Pull out every line in the entries below that contains the word "dark". Case counts.

═════ STORED RECORDS

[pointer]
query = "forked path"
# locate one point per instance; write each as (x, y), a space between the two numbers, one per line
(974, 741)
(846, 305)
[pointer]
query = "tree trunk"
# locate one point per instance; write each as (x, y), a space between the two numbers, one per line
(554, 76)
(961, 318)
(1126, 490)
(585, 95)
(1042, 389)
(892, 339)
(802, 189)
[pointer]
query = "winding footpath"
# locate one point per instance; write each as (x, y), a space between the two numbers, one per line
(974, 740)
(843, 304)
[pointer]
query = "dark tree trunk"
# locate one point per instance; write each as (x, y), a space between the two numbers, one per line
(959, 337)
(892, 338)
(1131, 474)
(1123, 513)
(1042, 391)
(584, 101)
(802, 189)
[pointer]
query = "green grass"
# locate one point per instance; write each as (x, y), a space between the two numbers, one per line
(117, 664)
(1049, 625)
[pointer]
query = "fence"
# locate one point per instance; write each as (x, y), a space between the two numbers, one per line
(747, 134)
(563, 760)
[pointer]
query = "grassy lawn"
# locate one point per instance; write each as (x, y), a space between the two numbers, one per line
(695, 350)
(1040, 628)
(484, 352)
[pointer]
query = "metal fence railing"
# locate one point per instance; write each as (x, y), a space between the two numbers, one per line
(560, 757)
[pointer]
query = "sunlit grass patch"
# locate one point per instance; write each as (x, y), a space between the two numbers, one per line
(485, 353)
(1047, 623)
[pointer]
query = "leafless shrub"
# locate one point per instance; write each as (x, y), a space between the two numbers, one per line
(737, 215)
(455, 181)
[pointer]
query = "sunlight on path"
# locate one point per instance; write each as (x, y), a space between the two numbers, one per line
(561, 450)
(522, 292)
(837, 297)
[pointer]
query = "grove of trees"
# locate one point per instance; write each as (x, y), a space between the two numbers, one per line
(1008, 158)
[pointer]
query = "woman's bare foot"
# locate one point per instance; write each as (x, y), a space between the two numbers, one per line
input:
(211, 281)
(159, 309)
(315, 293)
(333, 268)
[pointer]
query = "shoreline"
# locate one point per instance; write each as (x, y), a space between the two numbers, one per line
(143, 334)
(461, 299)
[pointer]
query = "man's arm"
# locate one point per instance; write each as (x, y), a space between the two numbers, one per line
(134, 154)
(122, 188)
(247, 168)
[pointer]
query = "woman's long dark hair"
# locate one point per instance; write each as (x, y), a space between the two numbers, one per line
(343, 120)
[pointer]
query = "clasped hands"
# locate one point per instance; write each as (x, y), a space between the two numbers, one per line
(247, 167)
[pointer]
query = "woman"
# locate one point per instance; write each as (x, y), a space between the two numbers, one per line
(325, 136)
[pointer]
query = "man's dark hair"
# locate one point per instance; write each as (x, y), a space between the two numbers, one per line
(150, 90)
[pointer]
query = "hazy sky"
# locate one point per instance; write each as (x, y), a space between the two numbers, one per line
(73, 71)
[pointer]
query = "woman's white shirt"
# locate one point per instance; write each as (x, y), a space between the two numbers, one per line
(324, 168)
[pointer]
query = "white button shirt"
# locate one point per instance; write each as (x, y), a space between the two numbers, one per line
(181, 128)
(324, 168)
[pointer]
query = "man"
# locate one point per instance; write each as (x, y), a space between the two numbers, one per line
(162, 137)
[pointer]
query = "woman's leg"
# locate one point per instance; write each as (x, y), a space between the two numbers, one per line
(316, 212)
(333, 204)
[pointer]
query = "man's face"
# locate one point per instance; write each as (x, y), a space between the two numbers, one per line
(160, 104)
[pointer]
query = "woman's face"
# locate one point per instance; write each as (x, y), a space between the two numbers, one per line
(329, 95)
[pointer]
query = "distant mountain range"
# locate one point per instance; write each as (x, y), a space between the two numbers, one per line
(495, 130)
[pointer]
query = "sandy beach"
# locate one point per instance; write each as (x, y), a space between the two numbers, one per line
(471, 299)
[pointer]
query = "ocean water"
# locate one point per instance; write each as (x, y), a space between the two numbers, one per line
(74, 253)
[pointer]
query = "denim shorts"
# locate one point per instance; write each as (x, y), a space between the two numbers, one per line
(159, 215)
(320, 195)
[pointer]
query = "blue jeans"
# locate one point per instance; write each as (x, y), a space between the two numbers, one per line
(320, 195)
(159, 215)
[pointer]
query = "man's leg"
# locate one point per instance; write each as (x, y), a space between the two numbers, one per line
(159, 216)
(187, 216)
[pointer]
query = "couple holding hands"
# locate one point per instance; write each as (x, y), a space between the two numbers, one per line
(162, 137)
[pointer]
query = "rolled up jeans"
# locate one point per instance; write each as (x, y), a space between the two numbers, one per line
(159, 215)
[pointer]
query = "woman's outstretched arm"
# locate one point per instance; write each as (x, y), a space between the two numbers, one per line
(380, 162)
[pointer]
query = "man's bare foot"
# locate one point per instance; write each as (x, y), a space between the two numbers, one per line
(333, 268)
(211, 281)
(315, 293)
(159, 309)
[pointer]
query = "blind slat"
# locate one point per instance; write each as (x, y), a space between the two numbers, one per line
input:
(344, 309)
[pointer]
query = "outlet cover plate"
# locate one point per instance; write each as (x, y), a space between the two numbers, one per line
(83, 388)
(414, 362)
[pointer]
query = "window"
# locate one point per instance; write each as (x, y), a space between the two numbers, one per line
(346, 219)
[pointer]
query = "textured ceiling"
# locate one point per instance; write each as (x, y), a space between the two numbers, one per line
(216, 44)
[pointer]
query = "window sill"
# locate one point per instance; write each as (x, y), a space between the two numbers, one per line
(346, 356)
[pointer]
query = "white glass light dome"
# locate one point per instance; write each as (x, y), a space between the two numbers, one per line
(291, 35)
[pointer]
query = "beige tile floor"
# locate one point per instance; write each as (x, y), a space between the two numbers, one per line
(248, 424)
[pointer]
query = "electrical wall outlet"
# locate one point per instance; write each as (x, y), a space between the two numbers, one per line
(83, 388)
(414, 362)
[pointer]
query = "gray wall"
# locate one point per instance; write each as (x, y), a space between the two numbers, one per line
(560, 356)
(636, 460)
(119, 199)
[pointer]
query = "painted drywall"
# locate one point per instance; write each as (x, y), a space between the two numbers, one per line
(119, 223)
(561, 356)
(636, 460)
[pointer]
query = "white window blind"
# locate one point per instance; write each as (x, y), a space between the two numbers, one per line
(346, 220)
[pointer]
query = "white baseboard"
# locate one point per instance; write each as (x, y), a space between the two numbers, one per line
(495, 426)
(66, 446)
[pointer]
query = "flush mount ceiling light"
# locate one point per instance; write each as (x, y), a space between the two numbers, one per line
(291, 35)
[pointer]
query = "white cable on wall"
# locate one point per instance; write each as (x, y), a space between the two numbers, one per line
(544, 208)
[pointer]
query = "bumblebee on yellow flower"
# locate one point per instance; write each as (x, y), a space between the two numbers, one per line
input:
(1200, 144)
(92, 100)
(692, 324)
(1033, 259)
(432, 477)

══════════
═════ STORED RECORDS

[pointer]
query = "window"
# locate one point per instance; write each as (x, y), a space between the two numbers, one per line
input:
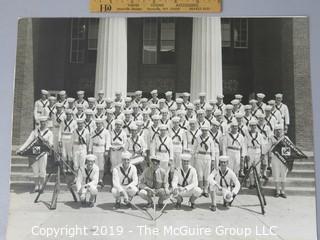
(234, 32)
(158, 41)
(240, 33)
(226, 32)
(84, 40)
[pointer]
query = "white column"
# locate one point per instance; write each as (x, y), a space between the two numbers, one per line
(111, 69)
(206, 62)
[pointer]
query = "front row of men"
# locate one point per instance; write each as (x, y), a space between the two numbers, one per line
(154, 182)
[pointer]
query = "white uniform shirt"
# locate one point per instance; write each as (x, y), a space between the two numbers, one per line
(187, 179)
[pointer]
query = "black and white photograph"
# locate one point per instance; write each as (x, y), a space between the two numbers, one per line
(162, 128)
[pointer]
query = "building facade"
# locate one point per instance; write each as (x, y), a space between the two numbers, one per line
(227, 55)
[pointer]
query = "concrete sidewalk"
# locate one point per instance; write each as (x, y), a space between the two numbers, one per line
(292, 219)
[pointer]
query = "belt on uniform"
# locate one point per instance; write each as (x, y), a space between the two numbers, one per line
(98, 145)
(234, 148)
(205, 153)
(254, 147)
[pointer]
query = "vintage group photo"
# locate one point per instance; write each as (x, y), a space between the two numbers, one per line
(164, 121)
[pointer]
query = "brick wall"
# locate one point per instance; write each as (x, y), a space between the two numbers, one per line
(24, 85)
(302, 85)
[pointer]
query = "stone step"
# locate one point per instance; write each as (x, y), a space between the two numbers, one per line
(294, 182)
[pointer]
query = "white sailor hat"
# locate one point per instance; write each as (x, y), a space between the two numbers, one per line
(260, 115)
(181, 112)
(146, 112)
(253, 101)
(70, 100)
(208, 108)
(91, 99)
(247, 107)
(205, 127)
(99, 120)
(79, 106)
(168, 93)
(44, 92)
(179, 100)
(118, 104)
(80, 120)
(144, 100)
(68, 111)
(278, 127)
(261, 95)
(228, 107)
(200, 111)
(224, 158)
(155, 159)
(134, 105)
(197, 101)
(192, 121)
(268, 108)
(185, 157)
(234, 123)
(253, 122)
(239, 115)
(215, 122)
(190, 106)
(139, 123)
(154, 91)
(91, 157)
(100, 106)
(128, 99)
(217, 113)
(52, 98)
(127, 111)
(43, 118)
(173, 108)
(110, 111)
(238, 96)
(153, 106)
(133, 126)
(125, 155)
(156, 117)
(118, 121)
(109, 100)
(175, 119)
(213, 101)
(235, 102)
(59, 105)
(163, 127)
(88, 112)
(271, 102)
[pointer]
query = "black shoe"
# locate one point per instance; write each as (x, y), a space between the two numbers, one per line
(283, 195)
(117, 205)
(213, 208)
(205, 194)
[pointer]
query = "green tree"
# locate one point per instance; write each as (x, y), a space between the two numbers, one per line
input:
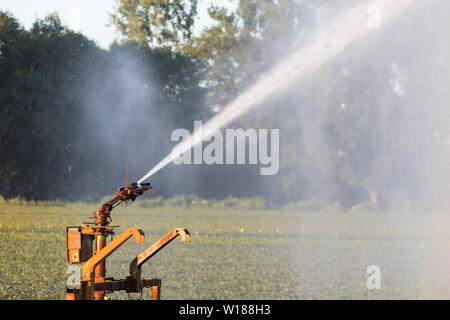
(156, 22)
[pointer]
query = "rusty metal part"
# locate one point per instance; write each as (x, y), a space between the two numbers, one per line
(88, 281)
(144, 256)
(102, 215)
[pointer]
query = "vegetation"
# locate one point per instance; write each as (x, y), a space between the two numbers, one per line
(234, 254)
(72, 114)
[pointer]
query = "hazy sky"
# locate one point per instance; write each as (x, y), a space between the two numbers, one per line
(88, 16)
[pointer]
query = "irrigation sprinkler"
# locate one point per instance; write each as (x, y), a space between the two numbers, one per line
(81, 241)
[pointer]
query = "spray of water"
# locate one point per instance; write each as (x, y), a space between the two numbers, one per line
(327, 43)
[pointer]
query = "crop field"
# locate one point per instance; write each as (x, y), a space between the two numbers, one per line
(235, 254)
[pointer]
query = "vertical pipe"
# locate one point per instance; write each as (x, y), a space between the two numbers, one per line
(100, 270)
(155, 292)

══════════
═════ STORED RECORDS

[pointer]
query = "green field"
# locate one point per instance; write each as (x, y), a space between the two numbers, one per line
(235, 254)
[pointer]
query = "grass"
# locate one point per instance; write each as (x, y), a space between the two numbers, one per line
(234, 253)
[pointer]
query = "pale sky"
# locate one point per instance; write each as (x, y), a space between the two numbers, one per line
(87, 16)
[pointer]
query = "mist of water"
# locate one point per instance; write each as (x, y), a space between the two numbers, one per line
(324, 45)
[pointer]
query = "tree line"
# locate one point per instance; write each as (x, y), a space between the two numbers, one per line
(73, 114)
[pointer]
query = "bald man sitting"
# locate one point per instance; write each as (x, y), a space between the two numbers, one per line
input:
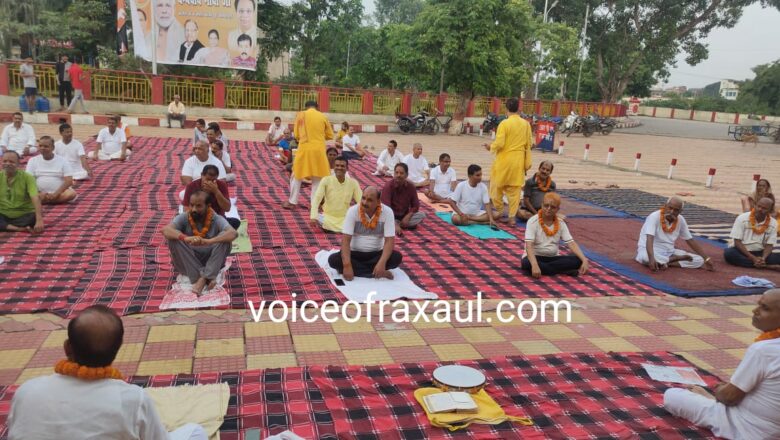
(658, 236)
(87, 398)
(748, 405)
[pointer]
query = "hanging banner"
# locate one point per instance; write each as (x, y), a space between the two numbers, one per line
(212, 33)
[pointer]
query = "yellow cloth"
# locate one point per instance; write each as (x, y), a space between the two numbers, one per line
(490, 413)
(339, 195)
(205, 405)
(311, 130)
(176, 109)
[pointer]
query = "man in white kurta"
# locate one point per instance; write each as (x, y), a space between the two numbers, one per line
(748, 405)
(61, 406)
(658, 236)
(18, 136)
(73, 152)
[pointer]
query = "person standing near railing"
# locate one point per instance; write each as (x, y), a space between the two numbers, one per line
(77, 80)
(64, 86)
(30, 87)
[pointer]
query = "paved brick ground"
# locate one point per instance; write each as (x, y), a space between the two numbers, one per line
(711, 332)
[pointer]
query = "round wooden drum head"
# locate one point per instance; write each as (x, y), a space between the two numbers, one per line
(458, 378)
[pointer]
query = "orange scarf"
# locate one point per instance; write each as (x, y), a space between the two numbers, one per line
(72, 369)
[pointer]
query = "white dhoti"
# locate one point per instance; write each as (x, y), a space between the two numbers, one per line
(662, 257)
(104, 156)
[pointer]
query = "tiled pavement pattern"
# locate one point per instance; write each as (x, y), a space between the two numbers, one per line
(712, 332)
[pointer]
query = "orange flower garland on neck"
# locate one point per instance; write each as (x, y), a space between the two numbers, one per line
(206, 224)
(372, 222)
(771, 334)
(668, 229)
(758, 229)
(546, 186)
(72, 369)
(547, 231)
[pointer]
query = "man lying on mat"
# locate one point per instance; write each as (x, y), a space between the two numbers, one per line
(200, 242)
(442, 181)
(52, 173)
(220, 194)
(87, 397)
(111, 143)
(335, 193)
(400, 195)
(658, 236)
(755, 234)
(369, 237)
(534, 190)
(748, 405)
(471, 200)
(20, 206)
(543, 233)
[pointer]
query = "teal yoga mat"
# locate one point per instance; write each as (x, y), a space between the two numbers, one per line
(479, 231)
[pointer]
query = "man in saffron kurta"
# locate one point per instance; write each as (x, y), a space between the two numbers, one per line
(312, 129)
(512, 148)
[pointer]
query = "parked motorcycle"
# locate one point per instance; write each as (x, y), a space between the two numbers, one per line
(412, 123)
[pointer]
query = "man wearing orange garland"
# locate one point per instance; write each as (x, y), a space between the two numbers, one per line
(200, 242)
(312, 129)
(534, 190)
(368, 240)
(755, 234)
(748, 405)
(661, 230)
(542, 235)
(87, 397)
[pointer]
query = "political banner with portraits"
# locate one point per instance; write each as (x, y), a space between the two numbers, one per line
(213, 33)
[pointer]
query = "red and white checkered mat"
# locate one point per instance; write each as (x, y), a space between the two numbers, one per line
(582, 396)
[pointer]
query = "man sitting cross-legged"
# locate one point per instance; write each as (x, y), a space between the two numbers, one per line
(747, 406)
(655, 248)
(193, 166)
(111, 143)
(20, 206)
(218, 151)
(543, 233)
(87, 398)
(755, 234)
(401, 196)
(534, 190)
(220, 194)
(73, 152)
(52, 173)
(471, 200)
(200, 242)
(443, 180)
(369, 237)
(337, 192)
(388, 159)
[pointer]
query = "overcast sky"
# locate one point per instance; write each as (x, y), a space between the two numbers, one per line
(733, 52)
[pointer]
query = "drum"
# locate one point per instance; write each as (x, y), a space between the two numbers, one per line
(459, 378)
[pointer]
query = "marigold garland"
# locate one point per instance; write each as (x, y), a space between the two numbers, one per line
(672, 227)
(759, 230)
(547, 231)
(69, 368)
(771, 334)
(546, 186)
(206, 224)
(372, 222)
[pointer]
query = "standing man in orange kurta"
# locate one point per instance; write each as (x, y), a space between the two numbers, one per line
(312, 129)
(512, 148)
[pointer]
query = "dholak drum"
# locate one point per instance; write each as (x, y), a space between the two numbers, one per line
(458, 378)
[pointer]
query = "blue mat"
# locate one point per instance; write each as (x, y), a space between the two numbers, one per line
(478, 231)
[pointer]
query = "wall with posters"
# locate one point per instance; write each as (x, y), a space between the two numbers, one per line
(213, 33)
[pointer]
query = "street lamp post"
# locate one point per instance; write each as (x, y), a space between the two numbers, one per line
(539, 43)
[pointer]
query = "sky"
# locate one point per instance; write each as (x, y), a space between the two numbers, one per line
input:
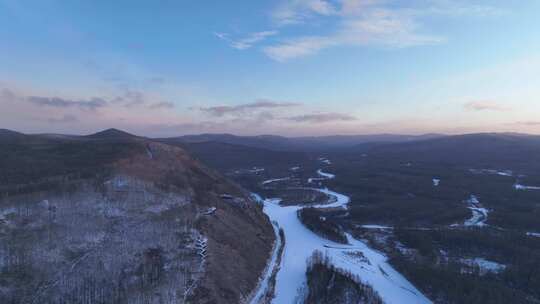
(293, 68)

══════════

- RESULT FOR THIS TASK -
query = "dark tree trunk"
query = "woman's long dark hair"
query = "man's dark hair"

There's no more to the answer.